> [SET TASK] Produce a verbatim transcription of the records below, beginning at the line containing "In this practice step, locate the dense green" and ending at the final line; include only those lines.

> [Coordinate annotation entries]
>> begin
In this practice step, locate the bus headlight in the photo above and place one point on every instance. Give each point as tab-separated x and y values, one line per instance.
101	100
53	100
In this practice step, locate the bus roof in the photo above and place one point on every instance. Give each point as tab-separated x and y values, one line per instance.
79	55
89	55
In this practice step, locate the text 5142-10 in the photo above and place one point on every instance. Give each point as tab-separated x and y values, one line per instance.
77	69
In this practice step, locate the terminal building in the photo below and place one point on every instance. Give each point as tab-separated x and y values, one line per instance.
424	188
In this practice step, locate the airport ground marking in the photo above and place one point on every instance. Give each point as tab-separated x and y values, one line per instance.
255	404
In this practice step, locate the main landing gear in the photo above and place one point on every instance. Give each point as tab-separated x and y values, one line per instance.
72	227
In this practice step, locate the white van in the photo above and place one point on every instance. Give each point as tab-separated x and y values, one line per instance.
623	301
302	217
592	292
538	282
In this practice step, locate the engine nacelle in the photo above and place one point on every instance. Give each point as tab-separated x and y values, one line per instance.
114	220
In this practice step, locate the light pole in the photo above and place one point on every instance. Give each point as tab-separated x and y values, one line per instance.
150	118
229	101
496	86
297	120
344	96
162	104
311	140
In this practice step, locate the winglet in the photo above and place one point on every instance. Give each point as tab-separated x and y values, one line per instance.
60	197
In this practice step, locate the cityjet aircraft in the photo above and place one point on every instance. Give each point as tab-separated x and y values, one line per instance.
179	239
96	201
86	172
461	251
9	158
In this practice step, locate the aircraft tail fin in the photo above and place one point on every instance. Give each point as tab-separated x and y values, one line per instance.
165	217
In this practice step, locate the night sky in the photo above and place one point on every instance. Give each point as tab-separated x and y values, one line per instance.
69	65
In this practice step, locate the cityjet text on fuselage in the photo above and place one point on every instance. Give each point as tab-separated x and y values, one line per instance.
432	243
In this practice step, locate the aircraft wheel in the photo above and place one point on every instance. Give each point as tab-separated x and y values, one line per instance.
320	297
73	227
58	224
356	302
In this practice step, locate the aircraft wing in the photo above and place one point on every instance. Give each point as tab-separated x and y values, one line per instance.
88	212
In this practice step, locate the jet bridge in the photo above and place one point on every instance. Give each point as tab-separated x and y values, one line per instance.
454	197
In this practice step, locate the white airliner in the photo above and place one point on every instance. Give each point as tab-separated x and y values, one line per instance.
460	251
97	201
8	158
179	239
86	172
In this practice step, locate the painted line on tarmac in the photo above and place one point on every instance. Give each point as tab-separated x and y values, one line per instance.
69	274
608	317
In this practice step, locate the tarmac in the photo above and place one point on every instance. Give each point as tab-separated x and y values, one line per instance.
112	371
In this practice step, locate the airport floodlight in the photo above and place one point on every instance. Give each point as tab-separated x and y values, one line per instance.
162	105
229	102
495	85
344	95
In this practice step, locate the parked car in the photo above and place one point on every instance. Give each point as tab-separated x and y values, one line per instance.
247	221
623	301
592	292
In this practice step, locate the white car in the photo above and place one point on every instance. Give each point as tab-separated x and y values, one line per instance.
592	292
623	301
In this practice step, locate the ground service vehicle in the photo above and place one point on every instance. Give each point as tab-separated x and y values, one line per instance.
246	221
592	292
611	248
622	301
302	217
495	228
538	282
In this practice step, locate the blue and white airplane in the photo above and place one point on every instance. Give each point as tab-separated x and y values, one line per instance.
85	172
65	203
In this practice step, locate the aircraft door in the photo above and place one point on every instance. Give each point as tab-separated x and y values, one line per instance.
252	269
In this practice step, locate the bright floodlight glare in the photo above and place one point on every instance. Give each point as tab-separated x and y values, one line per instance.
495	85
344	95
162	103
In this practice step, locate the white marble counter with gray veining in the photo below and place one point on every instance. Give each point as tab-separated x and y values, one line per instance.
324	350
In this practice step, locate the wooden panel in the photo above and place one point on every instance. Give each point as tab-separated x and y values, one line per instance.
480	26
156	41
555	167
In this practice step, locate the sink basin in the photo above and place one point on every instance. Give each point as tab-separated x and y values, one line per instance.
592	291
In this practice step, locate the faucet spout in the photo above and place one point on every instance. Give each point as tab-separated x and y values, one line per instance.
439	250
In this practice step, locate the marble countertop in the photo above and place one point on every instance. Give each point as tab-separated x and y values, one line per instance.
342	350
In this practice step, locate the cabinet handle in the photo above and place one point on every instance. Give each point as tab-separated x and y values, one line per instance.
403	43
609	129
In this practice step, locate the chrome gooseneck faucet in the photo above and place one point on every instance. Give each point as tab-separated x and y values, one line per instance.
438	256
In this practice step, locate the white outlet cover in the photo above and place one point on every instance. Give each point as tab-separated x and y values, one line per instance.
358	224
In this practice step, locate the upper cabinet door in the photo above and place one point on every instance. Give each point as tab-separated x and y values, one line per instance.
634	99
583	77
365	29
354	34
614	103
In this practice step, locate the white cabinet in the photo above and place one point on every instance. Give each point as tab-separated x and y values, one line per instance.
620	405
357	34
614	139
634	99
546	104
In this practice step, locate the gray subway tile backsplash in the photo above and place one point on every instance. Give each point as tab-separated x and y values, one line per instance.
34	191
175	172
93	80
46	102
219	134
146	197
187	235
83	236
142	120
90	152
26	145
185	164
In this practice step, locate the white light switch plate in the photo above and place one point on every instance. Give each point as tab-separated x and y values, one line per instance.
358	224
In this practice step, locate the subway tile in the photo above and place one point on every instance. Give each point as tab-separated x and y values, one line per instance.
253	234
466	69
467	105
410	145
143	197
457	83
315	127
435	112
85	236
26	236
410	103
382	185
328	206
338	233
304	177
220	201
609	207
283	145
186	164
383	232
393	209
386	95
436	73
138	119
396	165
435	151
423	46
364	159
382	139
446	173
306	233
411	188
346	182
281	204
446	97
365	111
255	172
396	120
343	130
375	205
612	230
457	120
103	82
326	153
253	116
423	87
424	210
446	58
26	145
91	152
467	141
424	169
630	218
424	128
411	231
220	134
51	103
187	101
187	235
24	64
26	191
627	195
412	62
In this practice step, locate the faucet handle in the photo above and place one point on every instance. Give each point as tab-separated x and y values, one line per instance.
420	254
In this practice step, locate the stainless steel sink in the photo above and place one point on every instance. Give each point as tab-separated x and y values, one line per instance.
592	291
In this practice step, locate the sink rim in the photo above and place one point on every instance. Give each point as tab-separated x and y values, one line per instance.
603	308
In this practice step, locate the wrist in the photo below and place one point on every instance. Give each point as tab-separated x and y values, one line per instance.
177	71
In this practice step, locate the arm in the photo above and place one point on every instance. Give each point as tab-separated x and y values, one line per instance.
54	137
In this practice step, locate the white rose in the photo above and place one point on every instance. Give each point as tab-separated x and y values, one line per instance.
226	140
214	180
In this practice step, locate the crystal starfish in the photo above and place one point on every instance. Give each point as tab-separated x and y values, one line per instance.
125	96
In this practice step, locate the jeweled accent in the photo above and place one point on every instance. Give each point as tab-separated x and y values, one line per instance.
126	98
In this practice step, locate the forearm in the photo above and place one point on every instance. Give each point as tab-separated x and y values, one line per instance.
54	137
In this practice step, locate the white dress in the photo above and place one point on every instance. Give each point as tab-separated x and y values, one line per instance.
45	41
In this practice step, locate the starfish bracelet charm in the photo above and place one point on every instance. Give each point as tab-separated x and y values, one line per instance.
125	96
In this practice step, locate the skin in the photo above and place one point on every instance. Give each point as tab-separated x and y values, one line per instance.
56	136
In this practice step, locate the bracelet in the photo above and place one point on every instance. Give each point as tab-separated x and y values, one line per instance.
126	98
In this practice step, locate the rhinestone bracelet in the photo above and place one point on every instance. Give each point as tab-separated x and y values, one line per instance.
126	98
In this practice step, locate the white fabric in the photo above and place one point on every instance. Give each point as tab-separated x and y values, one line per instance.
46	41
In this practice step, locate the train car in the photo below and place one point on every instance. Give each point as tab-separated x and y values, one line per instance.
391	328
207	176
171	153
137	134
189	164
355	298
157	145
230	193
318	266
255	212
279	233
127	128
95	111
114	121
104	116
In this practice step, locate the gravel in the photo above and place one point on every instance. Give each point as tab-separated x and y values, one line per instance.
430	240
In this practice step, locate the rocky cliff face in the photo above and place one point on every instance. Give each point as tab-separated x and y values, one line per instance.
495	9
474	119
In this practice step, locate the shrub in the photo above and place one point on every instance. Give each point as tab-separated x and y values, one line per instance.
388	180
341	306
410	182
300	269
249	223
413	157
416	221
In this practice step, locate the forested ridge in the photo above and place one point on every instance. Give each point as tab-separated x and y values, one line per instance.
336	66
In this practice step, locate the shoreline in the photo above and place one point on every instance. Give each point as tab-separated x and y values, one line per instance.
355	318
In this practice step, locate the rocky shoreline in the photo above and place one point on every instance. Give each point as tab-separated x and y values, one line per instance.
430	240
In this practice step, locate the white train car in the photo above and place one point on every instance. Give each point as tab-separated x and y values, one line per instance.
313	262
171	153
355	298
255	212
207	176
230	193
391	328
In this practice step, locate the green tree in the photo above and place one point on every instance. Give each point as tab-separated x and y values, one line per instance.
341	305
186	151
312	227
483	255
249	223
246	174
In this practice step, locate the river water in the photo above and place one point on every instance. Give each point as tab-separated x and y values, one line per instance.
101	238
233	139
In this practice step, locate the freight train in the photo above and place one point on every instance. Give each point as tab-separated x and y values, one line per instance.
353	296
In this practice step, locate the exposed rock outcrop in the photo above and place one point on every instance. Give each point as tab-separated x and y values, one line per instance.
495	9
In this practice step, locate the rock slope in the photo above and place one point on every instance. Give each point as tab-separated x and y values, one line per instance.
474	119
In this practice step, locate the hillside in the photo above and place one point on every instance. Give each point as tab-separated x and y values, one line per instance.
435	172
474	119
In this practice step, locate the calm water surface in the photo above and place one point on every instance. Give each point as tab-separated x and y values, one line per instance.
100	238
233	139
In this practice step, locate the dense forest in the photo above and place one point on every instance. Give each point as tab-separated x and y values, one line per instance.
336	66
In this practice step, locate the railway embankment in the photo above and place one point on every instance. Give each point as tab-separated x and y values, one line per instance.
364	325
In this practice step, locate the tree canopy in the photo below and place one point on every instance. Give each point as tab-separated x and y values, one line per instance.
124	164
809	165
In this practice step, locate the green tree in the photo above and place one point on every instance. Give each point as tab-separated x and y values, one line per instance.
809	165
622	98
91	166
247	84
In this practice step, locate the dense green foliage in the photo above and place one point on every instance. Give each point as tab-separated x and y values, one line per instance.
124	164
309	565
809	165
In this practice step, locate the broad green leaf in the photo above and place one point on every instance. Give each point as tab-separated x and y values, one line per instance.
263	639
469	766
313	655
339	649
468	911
>> end
> [PROBLEM SOLUTION]
In this practice step, locate the dense green foliage in the photo above and place one point on every instance. Give each point as tab-separated x and y values, one line per instance.
124	164
309	565
809	165
In this practice step, locate the broad green leaf in the photo above and place one point on every instance. Give each point as tab-separated x and y values, one line per instance.
263	639
469	766
313	655
339	649
468	911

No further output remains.